"Sense Motive" in FFG's SW system?

Do the FFG SW game mechanics in any way support an attempt by a listener to “read a person”, i.e., figure out if it’s likely that he’s lying? (Using subtle cues from speech, body language, etc.)

Certain other game systems have some sort of Sense Motive (or Psychology) vs. Bluff skill contest for situations where someone is lying, and Sense Motive vs. a set difficulty for situations where the speaker is not lying.

As far as I can tell, FFG’s SW system only has the Deception skill (on the liar’s side) vs. Discipline (on the listener’s side).

That’s great if the speaker is actually lying, but not so useful to the lie-detecting listener if the speaker is actually telling the truth. Forcing the truth-teller to roll Deception vs. the listener’s Discipline/Adversary rating: “The listener’s high Discipline skill/Adversary talent makes it harder for a truth-teller with low Deception to … tell him the truth?!?”

A high Discipline skill/Adversary rating should not make it automatically harder to detect the truth in this case.

Can anyone point me at a splat-book with information on “lie detection” skills and how they work when the truth is being told?

Or suggest a sensible skill vs. skill opposed check in the case of someone actually telling the truth to the listener?

Who should roll the active portion of the opposed check? The truth-teller or the listener? (I’m leaning towards the listener.)

Full disclosure: This question stems from a game in which I am the GM and Bellona is a player. However, I’m going to answer this question as I would should it not involve me, since topics like this are for the benefit of casual viewers as much as those directly involved.

I am unaware of any rules regarding this sort of situation, though I think Deception is the closest match.
- - -
→ Your tasks:
a – In the post on lie detection in FFG's Star Wars game, which skill does the listener use against the liar's Deception?
b – Continue the post on lie detection in FFG's Star Wars game from its final sentence.

Labeled-object pointing entries
- - -
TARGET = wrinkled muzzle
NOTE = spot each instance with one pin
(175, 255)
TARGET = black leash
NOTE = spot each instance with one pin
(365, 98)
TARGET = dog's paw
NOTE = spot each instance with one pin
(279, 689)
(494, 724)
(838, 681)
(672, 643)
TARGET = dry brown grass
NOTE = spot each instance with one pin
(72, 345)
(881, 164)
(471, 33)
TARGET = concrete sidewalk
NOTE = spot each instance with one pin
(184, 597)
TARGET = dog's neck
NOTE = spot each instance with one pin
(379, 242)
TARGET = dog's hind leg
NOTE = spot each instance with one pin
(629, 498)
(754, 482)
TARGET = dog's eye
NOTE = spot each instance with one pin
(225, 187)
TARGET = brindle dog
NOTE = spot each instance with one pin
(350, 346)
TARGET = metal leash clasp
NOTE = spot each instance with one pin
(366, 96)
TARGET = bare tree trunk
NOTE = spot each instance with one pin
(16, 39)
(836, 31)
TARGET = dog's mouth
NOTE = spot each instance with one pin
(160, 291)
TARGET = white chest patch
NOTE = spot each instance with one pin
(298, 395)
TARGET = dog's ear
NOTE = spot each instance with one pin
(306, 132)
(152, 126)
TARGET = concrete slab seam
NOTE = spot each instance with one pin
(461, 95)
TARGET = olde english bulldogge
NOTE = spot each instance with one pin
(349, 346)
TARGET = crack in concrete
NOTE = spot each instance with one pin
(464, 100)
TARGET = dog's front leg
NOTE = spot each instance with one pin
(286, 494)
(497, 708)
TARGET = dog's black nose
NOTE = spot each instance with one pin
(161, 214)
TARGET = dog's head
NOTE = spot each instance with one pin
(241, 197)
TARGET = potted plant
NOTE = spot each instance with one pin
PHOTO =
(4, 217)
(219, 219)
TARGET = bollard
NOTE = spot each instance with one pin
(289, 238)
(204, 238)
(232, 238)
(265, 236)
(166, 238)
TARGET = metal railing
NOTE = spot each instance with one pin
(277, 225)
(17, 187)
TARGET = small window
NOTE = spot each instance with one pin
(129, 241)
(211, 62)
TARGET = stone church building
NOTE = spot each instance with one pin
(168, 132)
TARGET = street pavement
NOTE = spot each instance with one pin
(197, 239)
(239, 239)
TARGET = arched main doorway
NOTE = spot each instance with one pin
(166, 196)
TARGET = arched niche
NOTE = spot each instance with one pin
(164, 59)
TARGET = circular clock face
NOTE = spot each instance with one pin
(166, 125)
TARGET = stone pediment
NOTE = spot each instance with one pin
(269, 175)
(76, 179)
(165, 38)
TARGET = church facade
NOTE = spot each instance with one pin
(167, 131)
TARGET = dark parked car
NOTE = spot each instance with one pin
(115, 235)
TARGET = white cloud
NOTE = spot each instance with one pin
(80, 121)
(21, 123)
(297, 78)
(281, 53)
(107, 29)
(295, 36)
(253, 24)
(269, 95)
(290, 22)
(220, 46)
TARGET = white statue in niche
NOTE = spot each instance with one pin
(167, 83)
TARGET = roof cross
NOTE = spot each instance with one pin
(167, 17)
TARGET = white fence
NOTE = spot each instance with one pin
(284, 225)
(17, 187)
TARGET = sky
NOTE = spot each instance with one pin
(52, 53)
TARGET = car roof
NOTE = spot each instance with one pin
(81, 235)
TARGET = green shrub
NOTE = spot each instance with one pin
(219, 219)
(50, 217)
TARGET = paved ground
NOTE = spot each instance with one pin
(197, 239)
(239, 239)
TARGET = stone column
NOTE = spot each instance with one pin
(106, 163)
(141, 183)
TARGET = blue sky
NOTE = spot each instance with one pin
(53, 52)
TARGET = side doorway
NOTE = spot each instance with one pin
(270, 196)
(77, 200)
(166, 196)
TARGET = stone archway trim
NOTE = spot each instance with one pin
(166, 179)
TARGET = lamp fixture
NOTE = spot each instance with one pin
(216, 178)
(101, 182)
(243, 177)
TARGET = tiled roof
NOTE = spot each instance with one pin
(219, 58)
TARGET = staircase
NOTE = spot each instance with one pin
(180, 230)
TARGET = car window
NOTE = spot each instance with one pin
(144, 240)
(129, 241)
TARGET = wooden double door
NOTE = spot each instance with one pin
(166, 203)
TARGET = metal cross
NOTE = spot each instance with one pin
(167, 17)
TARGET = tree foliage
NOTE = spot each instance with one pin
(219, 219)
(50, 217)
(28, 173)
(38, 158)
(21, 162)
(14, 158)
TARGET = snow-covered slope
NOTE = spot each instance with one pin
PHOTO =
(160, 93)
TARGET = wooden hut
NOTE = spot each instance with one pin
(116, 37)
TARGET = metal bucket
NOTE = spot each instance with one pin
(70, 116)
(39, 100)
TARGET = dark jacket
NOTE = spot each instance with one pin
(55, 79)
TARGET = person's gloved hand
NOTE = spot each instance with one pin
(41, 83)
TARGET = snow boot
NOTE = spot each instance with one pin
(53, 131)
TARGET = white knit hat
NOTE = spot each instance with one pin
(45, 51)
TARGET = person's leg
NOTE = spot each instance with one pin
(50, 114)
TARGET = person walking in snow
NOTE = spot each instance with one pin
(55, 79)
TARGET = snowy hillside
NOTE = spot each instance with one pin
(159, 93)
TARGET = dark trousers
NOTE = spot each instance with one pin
- - -
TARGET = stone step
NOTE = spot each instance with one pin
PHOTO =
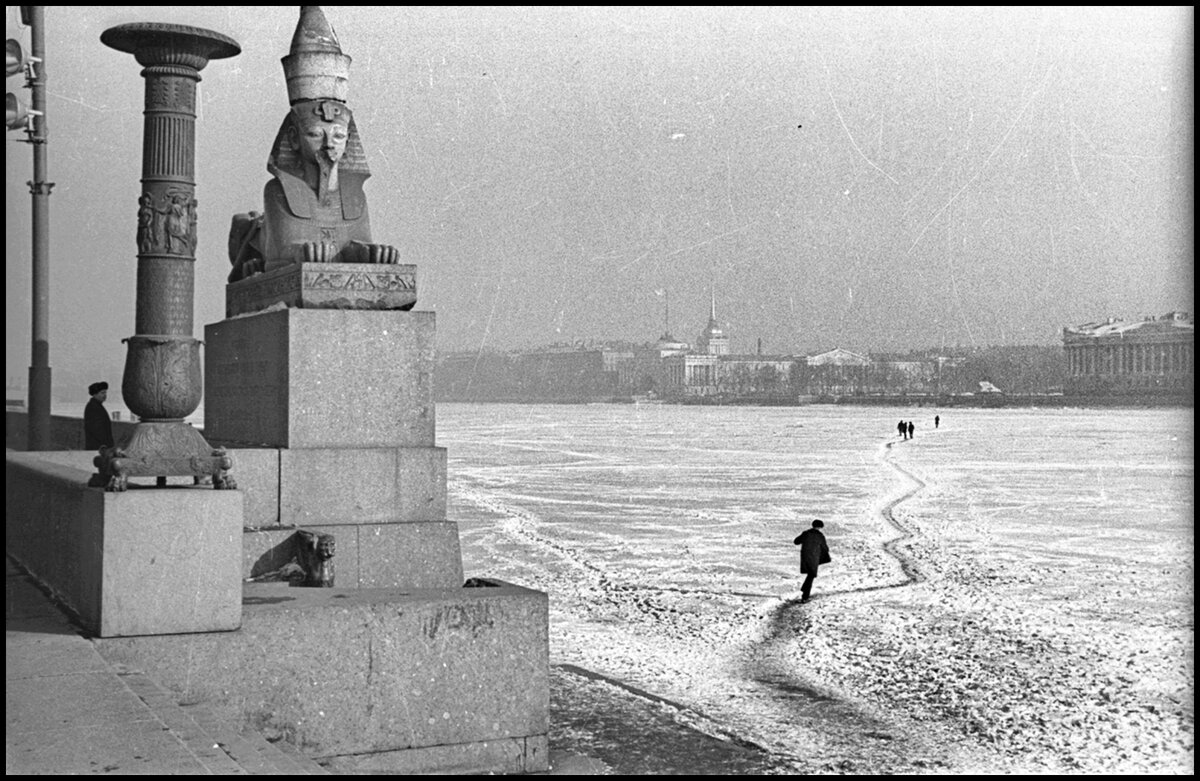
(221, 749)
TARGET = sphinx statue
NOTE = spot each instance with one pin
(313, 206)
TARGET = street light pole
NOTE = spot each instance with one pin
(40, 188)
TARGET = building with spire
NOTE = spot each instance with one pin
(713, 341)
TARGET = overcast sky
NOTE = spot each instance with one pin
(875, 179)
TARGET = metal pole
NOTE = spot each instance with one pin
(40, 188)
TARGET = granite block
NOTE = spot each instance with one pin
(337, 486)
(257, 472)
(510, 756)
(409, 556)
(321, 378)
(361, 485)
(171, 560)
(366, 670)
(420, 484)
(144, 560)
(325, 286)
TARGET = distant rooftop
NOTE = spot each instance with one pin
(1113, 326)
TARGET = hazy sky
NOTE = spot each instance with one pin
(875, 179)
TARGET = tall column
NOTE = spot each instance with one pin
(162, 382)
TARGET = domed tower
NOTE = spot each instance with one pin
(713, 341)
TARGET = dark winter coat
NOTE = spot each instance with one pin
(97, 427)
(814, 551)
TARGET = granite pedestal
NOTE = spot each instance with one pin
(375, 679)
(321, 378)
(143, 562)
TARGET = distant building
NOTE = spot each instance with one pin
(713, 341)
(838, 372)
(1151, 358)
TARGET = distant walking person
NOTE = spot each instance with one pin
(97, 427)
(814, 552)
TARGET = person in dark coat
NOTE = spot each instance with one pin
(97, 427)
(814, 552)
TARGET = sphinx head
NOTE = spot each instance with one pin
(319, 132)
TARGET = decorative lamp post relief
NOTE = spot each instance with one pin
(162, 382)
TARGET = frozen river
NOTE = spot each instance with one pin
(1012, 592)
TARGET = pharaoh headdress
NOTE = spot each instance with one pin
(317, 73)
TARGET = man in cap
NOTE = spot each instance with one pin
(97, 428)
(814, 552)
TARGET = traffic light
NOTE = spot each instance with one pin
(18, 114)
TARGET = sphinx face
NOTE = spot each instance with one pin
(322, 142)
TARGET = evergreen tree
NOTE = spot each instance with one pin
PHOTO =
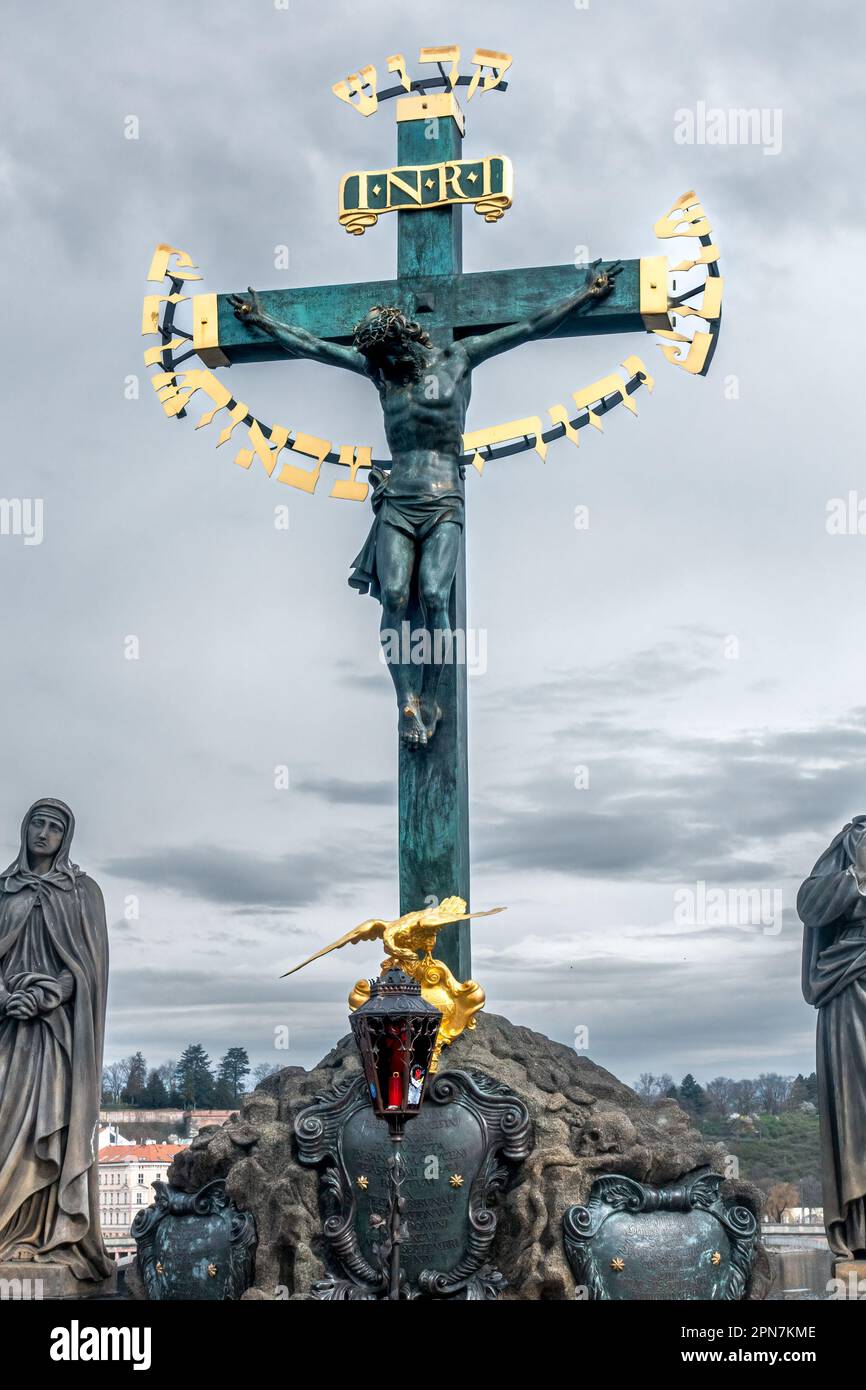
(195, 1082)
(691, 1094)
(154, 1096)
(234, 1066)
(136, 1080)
- - -
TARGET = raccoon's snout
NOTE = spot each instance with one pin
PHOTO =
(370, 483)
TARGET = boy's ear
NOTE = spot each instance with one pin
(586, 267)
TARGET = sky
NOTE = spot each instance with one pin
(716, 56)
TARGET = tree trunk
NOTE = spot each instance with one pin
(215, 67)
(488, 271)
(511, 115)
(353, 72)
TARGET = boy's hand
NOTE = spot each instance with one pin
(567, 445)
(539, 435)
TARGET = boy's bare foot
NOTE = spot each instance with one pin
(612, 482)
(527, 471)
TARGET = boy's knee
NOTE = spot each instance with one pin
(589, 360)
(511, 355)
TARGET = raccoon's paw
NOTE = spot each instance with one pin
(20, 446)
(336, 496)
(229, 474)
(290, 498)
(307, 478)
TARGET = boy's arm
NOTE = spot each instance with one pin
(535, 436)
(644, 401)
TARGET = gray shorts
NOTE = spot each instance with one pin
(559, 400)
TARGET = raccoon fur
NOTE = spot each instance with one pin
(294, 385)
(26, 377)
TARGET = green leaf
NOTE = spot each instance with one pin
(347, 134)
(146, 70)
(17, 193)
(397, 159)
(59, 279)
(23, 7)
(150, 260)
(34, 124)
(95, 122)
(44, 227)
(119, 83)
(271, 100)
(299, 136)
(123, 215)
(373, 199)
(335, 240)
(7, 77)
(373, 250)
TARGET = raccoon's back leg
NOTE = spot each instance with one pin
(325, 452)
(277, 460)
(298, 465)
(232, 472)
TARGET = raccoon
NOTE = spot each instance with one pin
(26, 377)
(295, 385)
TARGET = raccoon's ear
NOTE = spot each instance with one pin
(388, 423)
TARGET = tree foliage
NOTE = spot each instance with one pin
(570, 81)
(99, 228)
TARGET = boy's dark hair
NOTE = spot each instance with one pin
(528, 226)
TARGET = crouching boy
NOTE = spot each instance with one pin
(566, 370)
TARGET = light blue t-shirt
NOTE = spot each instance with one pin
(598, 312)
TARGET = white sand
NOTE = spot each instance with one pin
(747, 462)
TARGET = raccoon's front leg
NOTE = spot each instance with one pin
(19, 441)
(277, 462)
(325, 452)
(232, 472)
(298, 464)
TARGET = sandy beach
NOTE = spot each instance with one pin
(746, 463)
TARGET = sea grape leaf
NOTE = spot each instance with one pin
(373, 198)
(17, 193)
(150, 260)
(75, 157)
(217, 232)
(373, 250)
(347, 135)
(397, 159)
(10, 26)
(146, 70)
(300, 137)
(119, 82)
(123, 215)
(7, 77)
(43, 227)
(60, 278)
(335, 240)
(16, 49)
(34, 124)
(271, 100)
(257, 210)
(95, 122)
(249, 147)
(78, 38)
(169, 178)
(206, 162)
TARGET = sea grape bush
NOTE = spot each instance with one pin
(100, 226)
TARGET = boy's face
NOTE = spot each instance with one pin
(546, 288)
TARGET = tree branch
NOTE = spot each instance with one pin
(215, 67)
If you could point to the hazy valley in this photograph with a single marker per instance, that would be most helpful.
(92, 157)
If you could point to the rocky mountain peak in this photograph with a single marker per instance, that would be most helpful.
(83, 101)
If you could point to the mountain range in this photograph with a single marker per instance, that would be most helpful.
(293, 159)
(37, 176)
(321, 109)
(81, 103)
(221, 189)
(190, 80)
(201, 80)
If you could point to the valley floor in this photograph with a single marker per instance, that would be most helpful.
- - -
→ Expected responses:
a – Discipline.

b –
I handle situations like this with a normal Deception check (Adversary doesn’t apply). Reasons why:
If you are telling the truth:
You’re trying to convince somebody of something of which they likely have minimal or no knowledge, or else conflicting knowledge. Thus, you have to be convincing enough that they believe you without further evidence or anything backing you up. If you do have something backing you up, it should add Boost.
If you are lying:
You’re trying to convince somebody of something of which they likely have minimal or no knowledge, or else conflicting knowledge. Thus, you have to be convincing enough that they believe you without further evidence or anything backing you up. If you do have something backing you up, it should add Boost.

Adding a Boost or downgrading the difficulty because, when telling the truth, your story should have no holes, is reasonable, though I disagree with the blanket application of this since being truthful doesn’t guarantee that you’ll be correct or remember everything exactly.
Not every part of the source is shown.